- **GIVEN INSTRUCTION**:
Convert everything from the start of the items down to the line containing "79], [24, 83]]", both ends included, into a JSON list of strings with one string per line and blank lines omitted. Leave the pictures out of the answer.

[Region annotation items]
****************

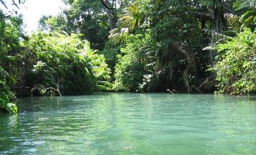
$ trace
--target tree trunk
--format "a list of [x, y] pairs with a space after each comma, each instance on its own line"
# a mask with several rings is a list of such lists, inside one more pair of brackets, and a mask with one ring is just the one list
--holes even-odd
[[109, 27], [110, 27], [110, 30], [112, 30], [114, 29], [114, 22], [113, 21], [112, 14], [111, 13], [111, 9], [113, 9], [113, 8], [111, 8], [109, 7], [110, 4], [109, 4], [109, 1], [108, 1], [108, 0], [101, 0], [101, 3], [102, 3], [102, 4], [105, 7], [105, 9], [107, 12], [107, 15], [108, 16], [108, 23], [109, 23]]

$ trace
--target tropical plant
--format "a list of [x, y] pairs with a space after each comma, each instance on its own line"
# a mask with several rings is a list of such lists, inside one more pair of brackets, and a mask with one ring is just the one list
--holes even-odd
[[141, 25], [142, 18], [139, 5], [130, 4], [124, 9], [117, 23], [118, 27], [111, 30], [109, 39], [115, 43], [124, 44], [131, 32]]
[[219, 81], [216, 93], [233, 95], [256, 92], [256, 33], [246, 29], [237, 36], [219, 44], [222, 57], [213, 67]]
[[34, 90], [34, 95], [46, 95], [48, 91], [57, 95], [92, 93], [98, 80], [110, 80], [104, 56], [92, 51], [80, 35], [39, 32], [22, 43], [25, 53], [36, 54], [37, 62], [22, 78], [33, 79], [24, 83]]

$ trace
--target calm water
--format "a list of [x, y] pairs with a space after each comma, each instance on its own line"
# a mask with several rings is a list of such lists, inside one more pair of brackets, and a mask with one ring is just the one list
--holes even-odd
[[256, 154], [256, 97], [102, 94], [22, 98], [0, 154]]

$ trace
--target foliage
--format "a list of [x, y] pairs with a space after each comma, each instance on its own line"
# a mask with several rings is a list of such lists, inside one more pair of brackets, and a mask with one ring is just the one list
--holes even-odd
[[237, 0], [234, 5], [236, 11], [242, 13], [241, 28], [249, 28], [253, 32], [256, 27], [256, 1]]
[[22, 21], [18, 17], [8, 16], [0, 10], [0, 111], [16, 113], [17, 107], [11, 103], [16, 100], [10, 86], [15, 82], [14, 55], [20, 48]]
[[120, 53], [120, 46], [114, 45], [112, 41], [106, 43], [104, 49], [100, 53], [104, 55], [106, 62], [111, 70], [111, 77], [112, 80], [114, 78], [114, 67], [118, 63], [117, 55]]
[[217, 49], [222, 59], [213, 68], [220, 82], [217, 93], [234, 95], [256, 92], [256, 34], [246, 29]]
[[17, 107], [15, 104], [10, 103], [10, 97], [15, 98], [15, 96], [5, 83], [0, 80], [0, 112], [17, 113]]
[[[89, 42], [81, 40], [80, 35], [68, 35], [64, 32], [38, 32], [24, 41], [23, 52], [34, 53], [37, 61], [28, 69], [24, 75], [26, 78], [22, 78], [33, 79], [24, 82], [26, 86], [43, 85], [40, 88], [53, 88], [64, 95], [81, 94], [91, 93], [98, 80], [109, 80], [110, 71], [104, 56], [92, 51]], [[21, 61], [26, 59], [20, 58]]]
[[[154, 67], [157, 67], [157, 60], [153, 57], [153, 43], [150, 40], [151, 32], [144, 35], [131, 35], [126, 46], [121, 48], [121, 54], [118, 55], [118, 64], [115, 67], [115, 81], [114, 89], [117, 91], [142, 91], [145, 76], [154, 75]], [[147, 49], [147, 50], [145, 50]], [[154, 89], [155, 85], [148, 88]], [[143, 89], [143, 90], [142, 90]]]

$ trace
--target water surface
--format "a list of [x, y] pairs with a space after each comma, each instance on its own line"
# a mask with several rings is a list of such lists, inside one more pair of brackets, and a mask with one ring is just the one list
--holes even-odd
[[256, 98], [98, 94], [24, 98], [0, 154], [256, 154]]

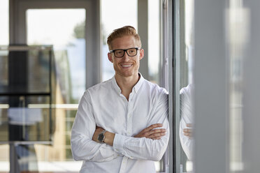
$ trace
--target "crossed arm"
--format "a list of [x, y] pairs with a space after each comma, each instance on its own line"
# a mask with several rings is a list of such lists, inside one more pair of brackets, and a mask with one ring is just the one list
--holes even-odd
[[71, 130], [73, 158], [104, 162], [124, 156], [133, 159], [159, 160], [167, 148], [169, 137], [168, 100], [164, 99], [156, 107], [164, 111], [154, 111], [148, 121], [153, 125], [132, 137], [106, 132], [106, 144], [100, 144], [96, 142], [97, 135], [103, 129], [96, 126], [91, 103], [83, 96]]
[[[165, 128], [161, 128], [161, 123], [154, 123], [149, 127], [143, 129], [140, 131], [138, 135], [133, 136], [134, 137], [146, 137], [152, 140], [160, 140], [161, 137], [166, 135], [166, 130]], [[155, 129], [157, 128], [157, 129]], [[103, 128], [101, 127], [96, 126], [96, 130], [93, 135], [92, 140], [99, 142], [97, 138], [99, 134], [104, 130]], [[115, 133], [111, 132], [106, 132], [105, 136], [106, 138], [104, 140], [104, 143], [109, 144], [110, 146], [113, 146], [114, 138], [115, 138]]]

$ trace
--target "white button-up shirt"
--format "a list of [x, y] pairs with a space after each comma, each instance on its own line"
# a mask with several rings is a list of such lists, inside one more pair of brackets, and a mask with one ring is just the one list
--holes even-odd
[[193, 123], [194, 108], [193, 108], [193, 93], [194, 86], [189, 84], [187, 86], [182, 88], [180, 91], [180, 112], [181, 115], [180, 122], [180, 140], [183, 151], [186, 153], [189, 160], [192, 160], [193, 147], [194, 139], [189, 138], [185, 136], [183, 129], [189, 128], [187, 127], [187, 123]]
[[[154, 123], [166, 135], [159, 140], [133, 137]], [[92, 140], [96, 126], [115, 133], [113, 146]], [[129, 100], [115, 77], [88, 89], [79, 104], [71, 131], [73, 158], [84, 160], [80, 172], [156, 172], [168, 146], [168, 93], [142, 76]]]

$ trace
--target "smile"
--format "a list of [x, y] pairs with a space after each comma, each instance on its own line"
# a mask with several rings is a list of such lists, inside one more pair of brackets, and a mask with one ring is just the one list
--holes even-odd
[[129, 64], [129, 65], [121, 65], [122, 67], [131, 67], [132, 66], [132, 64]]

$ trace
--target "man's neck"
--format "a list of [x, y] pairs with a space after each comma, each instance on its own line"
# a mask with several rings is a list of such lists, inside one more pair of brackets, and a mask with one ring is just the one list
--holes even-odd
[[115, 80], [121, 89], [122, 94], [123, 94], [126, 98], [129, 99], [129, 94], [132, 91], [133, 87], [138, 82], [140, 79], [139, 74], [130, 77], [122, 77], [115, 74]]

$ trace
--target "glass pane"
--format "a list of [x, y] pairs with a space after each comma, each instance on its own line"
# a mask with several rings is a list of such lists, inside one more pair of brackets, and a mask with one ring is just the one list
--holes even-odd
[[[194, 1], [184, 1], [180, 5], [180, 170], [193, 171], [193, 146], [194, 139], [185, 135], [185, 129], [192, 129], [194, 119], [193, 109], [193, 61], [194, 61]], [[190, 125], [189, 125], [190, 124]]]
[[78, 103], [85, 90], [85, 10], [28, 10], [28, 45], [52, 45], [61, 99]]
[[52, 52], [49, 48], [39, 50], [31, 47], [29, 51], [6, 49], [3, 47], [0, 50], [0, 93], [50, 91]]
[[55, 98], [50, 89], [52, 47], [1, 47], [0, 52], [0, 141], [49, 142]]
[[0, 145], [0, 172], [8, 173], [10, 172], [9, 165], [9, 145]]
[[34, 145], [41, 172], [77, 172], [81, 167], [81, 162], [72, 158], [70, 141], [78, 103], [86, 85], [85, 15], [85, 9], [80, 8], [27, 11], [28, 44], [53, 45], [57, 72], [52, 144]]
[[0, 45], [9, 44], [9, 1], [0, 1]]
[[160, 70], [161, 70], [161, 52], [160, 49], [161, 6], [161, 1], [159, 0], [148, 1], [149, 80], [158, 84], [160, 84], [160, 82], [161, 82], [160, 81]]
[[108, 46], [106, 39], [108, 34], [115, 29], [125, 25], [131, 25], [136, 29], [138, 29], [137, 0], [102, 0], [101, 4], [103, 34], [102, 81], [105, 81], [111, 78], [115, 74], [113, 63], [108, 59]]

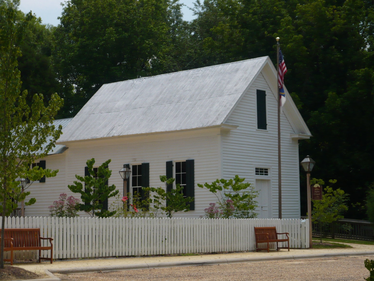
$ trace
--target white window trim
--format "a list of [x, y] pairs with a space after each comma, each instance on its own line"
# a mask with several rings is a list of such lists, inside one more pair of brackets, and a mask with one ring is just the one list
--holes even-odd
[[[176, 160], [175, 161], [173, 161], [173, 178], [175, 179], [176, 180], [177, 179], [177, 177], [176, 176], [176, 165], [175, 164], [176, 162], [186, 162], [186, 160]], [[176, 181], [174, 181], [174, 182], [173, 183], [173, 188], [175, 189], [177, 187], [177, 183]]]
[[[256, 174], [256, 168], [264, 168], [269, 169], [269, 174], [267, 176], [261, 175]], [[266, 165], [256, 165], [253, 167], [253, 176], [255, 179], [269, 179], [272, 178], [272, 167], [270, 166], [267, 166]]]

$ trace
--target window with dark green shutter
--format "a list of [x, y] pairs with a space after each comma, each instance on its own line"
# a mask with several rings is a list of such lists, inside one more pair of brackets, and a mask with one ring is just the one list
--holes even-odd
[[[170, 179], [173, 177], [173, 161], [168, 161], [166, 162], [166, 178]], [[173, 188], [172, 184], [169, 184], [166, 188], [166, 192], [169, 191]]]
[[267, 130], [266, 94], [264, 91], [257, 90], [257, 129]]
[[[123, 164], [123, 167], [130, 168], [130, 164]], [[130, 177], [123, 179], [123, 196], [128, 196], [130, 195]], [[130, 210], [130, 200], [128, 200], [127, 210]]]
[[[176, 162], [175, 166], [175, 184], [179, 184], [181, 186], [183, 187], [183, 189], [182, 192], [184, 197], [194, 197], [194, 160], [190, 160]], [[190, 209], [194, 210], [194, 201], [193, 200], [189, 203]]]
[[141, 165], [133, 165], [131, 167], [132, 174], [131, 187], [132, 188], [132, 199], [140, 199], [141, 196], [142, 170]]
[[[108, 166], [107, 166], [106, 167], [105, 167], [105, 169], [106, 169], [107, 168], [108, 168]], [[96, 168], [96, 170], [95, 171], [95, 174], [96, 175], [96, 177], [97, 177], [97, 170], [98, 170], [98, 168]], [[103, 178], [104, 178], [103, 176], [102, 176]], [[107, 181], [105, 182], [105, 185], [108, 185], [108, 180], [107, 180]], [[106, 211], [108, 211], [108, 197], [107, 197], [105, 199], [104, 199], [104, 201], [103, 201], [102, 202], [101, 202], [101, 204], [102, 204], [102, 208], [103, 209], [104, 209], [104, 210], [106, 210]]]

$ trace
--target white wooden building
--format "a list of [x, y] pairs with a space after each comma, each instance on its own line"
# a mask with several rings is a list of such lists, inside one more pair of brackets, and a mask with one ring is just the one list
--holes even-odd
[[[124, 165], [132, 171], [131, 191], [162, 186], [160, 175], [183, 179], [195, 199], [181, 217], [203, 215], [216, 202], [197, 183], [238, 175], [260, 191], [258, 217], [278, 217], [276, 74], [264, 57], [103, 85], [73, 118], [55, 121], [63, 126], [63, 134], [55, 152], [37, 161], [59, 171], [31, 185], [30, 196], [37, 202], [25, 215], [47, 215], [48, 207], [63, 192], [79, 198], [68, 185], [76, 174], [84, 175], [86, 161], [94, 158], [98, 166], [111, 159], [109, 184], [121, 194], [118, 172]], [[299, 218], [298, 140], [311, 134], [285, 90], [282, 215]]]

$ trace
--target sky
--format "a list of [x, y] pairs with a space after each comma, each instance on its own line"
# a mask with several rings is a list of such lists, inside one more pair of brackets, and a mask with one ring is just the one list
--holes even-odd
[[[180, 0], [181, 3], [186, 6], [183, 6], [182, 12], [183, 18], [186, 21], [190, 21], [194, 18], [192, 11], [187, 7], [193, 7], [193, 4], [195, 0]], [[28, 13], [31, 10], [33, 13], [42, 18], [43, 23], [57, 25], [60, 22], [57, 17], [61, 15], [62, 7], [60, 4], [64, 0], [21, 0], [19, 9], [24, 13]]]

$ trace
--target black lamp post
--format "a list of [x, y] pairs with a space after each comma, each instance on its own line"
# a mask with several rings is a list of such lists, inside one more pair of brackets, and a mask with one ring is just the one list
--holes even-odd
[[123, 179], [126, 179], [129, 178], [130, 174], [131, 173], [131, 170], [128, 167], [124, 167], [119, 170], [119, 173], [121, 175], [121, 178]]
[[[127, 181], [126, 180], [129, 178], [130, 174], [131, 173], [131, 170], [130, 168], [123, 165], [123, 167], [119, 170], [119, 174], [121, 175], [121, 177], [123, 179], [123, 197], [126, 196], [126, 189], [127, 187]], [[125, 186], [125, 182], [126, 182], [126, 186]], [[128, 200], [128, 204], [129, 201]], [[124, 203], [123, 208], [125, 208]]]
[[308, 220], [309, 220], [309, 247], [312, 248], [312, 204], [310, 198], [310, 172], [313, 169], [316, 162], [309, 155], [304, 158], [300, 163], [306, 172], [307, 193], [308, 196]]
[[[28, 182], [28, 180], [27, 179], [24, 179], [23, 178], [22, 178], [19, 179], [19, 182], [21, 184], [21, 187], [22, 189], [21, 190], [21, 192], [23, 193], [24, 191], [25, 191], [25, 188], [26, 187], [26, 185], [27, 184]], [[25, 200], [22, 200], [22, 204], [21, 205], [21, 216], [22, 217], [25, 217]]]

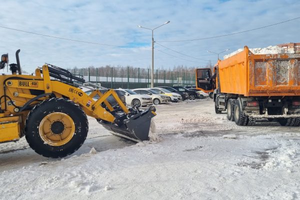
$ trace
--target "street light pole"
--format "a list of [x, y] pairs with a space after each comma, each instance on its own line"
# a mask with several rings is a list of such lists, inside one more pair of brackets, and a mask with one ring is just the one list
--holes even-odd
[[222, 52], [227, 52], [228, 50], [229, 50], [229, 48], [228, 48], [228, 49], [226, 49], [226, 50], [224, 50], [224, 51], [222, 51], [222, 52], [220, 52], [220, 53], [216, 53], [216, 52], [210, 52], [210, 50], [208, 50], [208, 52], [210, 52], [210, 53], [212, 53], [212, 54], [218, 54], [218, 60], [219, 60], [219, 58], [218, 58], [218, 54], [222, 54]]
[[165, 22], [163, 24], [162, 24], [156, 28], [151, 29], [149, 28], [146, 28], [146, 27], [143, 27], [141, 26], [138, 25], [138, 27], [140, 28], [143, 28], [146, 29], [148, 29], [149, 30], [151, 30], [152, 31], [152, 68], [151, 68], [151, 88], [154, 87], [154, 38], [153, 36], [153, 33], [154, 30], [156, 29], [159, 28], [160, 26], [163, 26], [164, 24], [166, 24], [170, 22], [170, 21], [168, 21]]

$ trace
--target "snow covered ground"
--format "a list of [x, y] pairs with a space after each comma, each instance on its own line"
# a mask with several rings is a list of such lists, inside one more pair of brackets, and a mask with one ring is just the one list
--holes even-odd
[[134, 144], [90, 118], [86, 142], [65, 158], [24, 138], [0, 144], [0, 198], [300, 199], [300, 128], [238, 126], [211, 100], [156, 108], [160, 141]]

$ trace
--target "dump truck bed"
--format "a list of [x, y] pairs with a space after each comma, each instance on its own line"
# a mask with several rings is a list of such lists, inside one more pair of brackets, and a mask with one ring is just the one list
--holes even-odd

****************

- **FINISHED EXERCISE**:
[
  "$ trace",
  "--target tree trunk",
  "--format \"a list of [x, y] pairs with a space after each comma, each instance on its own line\"",
  "# a mask with several rings is a list of such lists, inside one more pair of brackets, and a mask with one ring is just the one list",
  "--holes even-odd",
  "[[109, 27], [110, 27], [110, 30], [112, 30], [114, 29], [114, 22], [113, 21], [112, 14], [111, 13], [111, 9], [113, 9], [113, 8], [111, 8], [109, 7], [110, 4], [109, 4], [109, 1], [108, 1], [108, 0], [101, 0], [101, 3], [102, 3], [102, 4], [105, 7], [105, 9], [107, 12], [107, 15], [108, 16], [108, 23], [109, 23]]",
  "$ trace",
  "--target tropical plant",
  "--format \"a list of [x, y] pairs with a space after each comma, each instance on its own line\"",
  "# a mask with several rings is a list of such lists, inside one more pair of brackets, and a mask with one ring is just the one list",
  "--holes even-odd",
  "[[141, 25], [142, 18], [139, 5], [130, 4], [124, 9], [117, 23], [118, 27], [111, 30], [109, 39], [115, 43], [124, 44], [131, 32]]",
  "[[219, 81], [216, 93], [233, 95], [256, 92], [256, 33], [246, 29], [237, 36], [219, 44], [222, 57], [213, 67]]",
  "[[34, 90], [34, 95], [46, 95], [48, 91], [57, 95], [92, 93], [98, 80], [110, 80], [104, 56], [92, 51], [80, 35], [39, 32], [22, 43], [25, 53], [36, 54], [37, 62], [22, 78], [33, 79], [24, 83]]"
]